**Stated problem:** Locate every line in the listing below that contains the string "water" and copy each one out. Case counts when matching.

========================

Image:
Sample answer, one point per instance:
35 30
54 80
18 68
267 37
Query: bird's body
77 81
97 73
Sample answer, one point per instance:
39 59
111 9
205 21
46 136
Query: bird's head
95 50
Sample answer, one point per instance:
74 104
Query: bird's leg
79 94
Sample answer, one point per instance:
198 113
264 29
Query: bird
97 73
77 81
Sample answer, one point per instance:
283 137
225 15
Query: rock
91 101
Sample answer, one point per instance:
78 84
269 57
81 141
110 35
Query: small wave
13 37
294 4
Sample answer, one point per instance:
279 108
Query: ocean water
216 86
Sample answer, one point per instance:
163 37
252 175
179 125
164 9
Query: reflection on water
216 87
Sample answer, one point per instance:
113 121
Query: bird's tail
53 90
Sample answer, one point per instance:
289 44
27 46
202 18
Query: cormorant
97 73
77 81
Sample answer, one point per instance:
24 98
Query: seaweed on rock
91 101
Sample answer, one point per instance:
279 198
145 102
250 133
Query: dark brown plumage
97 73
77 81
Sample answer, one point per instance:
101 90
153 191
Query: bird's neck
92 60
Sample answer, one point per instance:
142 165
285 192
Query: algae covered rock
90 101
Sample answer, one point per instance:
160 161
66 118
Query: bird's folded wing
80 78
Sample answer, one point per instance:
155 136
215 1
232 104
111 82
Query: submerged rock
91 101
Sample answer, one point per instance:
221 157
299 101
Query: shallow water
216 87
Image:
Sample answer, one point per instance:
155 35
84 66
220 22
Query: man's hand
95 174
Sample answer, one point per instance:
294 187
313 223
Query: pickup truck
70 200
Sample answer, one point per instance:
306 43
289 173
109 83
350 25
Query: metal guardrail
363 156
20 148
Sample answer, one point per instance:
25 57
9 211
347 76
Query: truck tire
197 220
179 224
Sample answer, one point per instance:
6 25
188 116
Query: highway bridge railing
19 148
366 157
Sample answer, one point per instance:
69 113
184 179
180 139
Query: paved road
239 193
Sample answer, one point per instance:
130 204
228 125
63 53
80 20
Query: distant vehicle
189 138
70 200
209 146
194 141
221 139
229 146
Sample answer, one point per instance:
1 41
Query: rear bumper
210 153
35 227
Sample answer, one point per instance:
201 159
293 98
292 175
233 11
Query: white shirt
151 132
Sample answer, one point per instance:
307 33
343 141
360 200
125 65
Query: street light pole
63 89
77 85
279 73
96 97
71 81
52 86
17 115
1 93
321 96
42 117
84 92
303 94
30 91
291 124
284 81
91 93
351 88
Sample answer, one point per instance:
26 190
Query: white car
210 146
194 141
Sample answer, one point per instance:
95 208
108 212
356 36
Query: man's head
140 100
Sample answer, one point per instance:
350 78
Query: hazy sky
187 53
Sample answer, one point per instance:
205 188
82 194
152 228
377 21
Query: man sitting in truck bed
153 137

========================

**The result:**
Query: ocean water
Query: reflection on water
Query: shallow water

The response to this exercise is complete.